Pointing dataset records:
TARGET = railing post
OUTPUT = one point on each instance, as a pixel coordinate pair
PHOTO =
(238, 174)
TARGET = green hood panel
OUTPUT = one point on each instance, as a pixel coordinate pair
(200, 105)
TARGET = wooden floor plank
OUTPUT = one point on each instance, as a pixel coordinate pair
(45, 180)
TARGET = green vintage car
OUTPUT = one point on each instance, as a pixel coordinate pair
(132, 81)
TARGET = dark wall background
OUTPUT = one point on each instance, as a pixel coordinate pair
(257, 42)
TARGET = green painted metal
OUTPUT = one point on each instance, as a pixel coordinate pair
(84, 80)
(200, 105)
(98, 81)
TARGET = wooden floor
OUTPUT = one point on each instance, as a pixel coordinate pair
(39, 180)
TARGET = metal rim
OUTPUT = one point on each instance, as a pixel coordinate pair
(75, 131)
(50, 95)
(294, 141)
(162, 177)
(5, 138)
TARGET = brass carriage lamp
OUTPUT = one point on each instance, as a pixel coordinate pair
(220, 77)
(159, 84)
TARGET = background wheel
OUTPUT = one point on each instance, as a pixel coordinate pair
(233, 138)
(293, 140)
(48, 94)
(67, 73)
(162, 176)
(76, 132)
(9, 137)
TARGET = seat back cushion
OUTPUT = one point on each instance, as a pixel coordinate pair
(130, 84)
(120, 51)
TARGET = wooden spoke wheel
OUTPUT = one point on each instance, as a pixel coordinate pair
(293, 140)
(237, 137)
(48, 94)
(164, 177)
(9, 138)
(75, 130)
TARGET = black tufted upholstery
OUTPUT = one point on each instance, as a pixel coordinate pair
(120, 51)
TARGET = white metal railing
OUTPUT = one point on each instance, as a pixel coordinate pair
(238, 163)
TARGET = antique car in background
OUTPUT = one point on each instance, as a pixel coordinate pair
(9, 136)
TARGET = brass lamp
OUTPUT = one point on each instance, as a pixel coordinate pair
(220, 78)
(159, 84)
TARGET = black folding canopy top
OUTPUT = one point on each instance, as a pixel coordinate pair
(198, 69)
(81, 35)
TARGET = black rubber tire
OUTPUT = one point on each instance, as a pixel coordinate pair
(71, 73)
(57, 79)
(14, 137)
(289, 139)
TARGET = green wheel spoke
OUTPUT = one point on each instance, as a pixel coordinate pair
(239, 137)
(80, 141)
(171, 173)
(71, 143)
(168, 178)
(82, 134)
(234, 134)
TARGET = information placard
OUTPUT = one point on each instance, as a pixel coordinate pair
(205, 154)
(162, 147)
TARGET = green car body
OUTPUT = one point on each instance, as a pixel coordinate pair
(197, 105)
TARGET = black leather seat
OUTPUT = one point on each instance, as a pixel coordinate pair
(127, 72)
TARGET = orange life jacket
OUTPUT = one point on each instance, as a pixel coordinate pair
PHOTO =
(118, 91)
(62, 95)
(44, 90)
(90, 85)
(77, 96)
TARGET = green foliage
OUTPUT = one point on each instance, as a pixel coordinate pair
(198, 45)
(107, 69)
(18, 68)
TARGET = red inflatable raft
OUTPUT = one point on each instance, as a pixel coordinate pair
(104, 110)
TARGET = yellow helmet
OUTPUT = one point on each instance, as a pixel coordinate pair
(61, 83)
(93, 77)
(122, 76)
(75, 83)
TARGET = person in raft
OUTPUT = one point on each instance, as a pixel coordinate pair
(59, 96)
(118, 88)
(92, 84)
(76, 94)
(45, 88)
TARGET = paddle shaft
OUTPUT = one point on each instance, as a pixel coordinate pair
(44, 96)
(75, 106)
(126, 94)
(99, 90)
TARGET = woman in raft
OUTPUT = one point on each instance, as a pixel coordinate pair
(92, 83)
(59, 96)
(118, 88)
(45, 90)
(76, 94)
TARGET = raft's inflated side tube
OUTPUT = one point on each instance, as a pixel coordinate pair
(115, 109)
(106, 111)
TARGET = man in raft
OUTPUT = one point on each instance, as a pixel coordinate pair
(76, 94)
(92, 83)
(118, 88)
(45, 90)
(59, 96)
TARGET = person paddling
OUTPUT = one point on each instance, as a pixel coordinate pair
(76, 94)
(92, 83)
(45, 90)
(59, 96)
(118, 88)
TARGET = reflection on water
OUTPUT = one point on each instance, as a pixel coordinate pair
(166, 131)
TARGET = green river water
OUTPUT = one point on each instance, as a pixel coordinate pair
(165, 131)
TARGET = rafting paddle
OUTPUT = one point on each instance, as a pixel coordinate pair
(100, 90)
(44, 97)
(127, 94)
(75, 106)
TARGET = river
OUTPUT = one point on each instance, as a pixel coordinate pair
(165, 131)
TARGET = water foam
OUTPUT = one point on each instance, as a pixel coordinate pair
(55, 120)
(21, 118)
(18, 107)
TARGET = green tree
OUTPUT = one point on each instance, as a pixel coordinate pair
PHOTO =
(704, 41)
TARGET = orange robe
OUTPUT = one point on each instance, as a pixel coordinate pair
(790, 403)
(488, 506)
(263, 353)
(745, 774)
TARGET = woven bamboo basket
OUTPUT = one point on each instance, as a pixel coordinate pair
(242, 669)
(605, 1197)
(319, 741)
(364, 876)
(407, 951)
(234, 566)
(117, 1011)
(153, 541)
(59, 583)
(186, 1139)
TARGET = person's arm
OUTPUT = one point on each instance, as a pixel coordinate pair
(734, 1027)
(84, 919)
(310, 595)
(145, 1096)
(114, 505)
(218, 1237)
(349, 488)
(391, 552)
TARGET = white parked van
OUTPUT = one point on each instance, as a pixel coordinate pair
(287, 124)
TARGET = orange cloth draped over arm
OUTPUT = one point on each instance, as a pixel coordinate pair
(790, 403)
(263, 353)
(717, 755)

> **Exercise goal**:
Copy out everything in the material from the line containing "TARGET = person paddling" down to the end, with no changes.

> **Response to this task**:
TARGET = person paddling
OUTPUT = one point on each instance, as a pixel coordinate pair
(76, 94)
(92, 83)
(45, 90)
(59, 96)
(118, 88)
TARGET = reflection on water
OUTPUT = one point on each instance, as a pixel coordinate pair
(166, 131)
TARGET = green river water
OUTPUT = one point on each instance, as a pixel coordinate pair
(165, 131)
TARGET = rafting paddle
OUTPUT = one point on each instance, as a pixel coordinate pair
(100, 90)
(44, 97)
(127, 94)
(75, 106)
TARGET = river
OUTPUT = one point on each instance, as a pixel coordinate pair
(165, 131)
TARGET = water foam
OUTPUT = one point on each instance, as a pixel coordinate pair
(55, 120)
(21, 118)
(18, 107)
TARGET = green tree
OUTPUT = one point on each instance, as a pixel coordinate pair
PHOTO =
(704, 41)
TARGET = orange robe
OUTPUT = one point on each instance, as a pixel coordinate pair
(790, 403)
(488, 506)
(263, 353)
(745, 774)
TARGET = woven bamboo basket
OUTPUT = one point on each instance, as a pixel coordinate pair
(242, 669)
(605, 1197)
(319, 741)
(364, 876)
(407, 951)
(234, 566)
(117, 1011)
(153, 541)
(59, 583)
(186, 1139)
TARGET = person's arm
OUTPUT = one point on each instance, as a pixel coordinate pair
(734, 1027)
(84, 919)
(310, 595)
(145, 1096)
(114, 505)
(218, 1237)
(349, 488)
(391, 552)
TARGET = white parked van
OUTPUT = one point on each instance, as a pixel coordinate pair
(287, 124)
TARGET = orange cloth draped over arm
OUTPUT = one point on each instance, as a pixel coordinate pair
(790, 403)
(263, 353)
(717, 755)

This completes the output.